> _Given problem_:
Reproduce all of the material below, swapping every "marker" for "pin" and leaving everything else unchanged.

**** Dataset excerpts ****

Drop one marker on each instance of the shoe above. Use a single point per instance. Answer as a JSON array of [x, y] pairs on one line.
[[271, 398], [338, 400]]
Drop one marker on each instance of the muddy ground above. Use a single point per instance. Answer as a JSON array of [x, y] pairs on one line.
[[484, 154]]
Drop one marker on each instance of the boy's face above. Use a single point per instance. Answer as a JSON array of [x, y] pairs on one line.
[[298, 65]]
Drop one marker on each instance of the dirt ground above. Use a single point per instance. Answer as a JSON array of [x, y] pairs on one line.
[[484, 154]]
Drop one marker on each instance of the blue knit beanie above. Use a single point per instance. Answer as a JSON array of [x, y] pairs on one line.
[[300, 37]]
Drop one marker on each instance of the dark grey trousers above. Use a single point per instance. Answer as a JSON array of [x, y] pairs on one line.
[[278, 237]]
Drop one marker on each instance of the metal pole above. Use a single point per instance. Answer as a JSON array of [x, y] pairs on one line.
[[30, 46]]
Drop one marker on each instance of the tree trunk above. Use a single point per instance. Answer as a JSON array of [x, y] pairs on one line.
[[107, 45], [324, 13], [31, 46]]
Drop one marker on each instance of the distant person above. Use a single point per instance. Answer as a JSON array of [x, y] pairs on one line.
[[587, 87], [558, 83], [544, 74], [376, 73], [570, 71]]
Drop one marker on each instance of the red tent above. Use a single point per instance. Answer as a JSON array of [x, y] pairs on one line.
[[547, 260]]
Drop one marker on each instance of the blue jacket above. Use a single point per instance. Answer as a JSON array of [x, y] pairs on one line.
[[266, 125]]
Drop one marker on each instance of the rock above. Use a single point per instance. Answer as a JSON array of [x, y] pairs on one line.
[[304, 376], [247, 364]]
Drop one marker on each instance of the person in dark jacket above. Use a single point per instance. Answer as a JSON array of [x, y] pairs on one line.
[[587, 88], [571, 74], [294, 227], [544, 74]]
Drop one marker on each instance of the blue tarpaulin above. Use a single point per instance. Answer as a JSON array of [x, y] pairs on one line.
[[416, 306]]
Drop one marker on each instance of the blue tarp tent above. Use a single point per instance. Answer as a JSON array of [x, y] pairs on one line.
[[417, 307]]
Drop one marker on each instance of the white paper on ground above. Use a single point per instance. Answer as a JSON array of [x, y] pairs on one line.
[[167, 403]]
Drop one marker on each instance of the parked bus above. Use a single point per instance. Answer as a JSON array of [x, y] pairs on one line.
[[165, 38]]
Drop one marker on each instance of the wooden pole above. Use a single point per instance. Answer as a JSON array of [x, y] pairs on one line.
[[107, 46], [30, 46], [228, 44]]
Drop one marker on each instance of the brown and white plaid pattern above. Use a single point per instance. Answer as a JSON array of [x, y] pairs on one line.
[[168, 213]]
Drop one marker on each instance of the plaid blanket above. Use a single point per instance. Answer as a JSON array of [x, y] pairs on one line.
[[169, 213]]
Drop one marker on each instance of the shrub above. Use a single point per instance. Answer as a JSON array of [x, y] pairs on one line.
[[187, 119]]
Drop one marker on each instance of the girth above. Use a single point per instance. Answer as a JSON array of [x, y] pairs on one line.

****

> _Written answer_:
Drop one pin on each instance of the shoe above. Use a single point per instance. Answer as a JSON array of [x, y] pairs on one line.
[[271, 398], [338, 400]]
Drop one pin on each instance of the muddy ground above. Use a single point per instance. Answer as a JSON array of [x, y] pairs on one line.
[[484, 154]]
Drop one pin on each instance of the boy's face above. Use a single point per instance. Answer as a JSON array of [x, y] pairs on one line.
[[298, 65]]
Drop one pin on each instance of the dirt ground above. Use a single point per instance. Answer as a JSON array of [x, y] pairs on one line.
[[484, 154]]
Drop one pin on each instance of the blue knit beanie above. Use a single point per instance. Answer as a JSON array of [x, y] pairs on one line.
[[300, 37]]
Drop one pin on each instance of the dark grey trousers above. Use a single point per instance. Answer as a JSON array of [x, y] pairs on one line.
[[278, 237]]
Drop one pin on each instance of the metal pole above. Use a single point per instance. Answer as a JSON array of [x, y] pairs on one line.
[[30, 46]]
Drop one pin on each instance of the tree trunk above. Use a single point per instance. Answer as a JSON array of [x, y] pairs on one line.
[[107, 45], [324, 13], [31, 46]]
Drop one pin on each instance of the distant person above. Use a single point per instance. Answer as a JSON array of [x, y] pairs on one line.
[[587, 87], [558, 83], [544, 74], [376, 73], [570, 71]]
Drop one pin on each instance of the red tent above. Use a single point per instance. Answer as a JSON array of [x, y] pairs on one line.
[[547, 260]]
Drop one pin on each instance of the blue jacket above. Use a single point per instance. Answer as a JSON array of [x, y] pairs on one line.
[[266, 125]]
Drop one pin on each instance of the rock above. Use a single point per instance. Answer as a JSON array of [x, y] pairs on one line.
[[304, 376], [247, 364]]
Drop one pin on each instance of the person in dark jacket above. Use a single point per instance. Answer as a JSON array of [x, y] pairs on one line.
[[587, 88], [571, 74], [294, 227], [544, 74]]
Drop one pin on each instance of the blue tarpaulin above. Use a single point per instance. Answer as a JSON array of [x, y] pairs on one line.
[[416, 306]]
Drop one pin on each instance of the blue tarp tent above. Use a single point per instance. Answer as a JSON array of [x, y] pairs on one line.
[[417, 307]]
Drop one pin on each instance of the white paper on ground above. Use a single point per instance. Answer as a JSON array of [x, y] pairs on one line.
[[167, 403]]
Drop one pin on each instance of the parked bus above. Use a single point per instance. Answer as a JSON array of [x, y] pairs on one line.
[[165, 38]]
Drop one pin on each instance of the wooden pole above. Use a single point per instance. Answer as a JSON array of [x, y] pairs on one line.
[[107, 46], [30, 46], [228, 44]]
Drop one pin on each instance of the brown and white plaid pattern above. Use a single point per instance. Answer as a JSON array of [x, y] pairs on one line.
[[168, 213]]
Drop one pin on each instance of the plaid blanket above. Use a single point per instance. Answer as a JSON array of [x, y] pairs on one line.
[[169, 213]]
Drop one pin on each instance of the shrub above. Use a single point per instance. Answer as a JSON array of [x, y] pairs on one line.
[[187, 119]]
Drop one pin on each instance of the girth above. Use a single point per instance. Answer as a JSON array of [x, y] pairs on one line.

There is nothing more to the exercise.